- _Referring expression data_
*** Block opens ***

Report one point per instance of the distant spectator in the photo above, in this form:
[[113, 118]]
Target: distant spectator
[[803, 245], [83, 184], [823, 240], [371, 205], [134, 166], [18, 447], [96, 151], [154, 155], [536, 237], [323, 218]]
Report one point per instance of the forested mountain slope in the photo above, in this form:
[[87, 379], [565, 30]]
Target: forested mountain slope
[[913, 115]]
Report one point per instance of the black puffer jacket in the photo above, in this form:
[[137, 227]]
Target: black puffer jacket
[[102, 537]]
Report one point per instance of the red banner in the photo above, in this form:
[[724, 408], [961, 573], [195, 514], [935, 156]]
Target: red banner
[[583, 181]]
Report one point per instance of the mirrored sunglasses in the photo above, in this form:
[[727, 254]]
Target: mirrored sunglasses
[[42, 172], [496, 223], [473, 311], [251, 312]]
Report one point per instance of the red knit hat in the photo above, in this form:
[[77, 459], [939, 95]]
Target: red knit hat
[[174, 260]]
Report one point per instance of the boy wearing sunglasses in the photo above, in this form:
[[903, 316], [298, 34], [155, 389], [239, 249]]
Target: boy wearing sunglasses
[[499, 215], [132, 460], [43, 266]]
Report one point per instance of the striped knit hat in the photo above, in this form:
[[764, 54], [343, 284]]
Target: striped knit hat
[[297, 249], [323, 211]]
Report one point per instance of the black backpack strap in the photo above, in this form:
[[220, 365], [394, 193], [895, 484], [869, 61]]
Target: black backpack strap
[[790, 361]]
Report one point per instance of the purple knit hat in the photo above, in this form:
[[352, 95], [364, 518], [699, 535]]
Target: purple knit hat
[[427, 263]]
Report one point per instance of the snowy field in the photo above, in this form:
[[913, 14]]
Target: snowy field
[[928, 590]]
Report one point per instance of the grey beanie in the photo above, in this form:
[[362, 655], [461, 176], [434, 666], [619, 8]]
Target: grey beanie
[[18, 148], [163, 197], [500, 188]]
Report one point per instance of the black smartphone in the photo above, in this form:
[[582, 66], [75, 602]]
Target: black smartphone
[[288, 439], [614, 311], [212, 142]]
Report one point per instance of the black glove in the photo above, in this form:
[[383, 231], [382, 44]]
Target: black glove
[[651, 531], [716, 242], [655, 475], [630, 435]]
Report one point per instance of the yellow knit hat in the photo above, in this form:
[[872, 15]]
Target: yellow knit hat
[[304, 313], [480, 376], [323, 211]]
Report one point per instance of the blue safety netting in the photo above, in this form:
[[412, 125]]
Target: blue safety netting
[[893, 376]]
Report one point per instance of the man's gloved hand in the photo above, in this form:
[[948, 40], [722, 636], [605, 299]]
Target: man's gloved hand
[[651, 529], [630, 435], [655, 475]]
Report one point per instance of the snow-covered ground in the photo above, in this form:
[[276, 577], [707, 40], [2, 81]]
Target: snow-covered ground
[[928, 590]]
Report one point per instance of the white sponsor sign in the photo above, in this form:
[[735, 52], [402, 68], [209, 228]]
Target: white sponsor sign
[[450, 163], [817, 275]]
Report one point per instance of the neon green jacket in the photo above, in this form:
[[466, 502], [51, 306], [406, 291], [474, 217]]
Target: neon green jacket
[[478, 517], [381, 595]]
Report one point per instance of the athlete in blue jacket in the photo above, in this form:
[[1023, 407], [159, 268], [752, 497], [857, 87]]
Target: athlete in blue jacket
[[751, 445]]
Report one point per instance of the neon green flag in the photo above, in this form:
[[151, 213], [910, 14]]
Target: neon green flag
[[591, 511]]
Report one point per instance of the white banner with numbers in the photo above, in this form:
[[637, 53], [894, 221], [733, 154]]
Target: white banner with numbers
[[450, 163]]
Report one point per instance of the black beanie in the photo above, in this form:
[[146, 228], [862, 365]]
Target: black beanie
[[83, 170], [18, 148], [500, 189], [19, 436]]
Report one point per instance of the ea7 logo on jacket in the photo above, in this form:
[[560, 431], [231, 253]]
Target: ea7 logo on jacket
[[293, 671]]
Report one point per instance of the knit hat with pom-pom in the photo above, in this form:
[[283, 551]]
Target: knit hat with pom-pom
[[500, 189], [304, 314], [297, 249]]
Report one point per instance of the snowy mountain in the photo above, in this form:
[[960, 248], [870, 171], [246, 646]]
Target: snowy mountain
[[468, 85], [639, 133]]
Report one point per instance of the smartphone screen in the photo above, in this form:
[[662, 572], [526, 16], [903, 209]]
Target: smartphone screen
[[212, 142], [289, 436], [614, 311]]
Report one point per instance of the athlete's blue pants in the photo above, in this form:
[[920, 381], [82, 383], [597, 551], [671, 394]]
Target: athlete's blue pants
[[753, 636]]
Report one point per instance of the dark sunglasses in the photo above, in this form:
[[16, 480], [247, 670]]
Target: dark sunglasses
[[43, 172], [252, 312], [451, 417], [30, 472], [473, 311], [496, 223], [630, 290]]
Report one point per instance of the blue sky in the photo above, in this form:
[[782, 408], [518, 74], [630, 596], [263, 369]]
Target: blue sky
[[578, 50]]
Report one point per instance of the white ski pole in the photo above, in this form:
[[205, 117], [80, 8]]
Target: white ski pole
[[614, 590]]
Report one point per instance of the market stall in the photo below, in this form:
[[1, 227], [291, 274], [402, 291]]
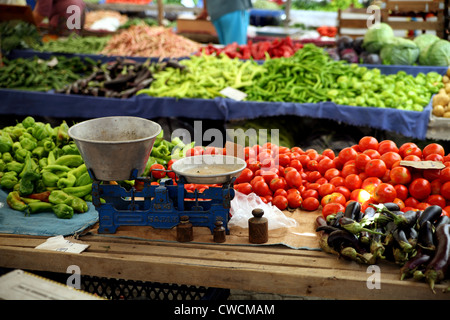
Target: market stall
[[129, 224]]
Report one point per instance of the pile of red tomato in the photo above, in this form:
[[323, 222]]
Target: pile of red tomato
[[368, 172]]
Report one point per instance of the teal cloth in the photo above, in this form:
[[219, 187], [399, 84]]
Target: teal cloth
[[44, 223]]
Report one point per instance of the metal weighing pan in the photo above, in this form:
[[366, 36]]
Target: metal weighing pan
[[112, 147], [209, 169]]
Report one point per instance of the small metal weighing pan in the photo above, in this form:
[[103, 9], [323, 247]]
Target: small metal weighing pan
[[114, 147], [209, 169]]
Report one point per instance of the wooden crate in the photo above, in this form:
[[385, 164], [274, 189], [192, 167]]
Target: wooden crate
[[419, 10], [353, 22]]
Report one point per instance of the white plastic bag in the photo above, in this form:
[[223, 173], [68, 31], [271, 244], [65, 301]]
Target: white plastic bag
[[241, 210]]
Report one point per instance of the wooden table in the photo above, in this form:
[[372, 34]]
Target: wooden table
[[272, 269]]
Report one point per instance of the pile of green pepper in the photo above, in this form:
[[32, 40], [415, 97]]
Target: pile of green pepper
[[42, 169]]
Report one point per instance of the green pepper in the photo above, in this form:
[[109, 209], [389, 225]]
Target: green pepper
[[59, 196], [63, 211], [28, 144], [9, 180], [69, 181], [79, 171], [7, 157], [28, 122], [40, 206], [84, 179], [69, 160], [80, 191], [20, 155], [70, 148], [26, 184], [15, 166], [6, 142], [39, 131], [14, 201], [79, 205], [49, 179]]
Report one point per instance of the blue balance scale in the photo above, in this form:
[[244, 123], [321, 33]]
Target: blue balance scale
[[117, 148], [160, 206]]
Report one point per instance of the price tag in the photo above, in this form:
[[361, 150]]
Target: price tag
[[423, 164], [58, 243], [234, 94]]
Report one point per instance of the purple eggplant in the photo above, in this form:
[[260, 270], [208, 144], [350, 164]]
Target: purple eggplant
[[437, 268]]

*** Block closes ***

- _What to produce_
From the first line of the records above to the line that contains "[[903, 316], [298, 34], [155, 389], [239, 249]]", quote each line exactly.

- _Exercise result_
Report one point per instance of the distant spectator in the photo above, in this form:
[[113, 118]]
Target: distant spectator
[[803, 245], [83, 184], [823, 240], [371, 205], [134, 166], [18, 447], [96, 151], [154, 155], [536, 237], [323, 218]]
Report one point per instance of the forested mountain slope in the photo above, in this form:
[[87, 379], [565, 30]]
Target: forested mountain slope
[[913, 115]]
Report one point per instance of the black puffer jacket in the photo above, in this form:
[[137, 227]]
Target: black puffer jacket
[[102, 537]]
Report one point per instance of the red banner in the photo above, in this form:
[[724, 408], [961, 573], [195, 514], [935, 156]]
Target: red banner
[[583, 181]]
Report one point per instance of the mirrored sunglasses in the photo above, in this form:
[[727, 254]]
Target: mirrored sunglasses
[[42, 172], [496, 223], [473, 311], [251, 312]]
Report one point per instance of the red knit hat in the photo above, in this form:
[[77, 459], [939, 95]]
Target: red knit hat
[[174, 260]]
Report one point per instance of the boy wearing sunglasses in the photo above, in this form:
[[903, 316], [298, 34], [155, 389], [239, 249]]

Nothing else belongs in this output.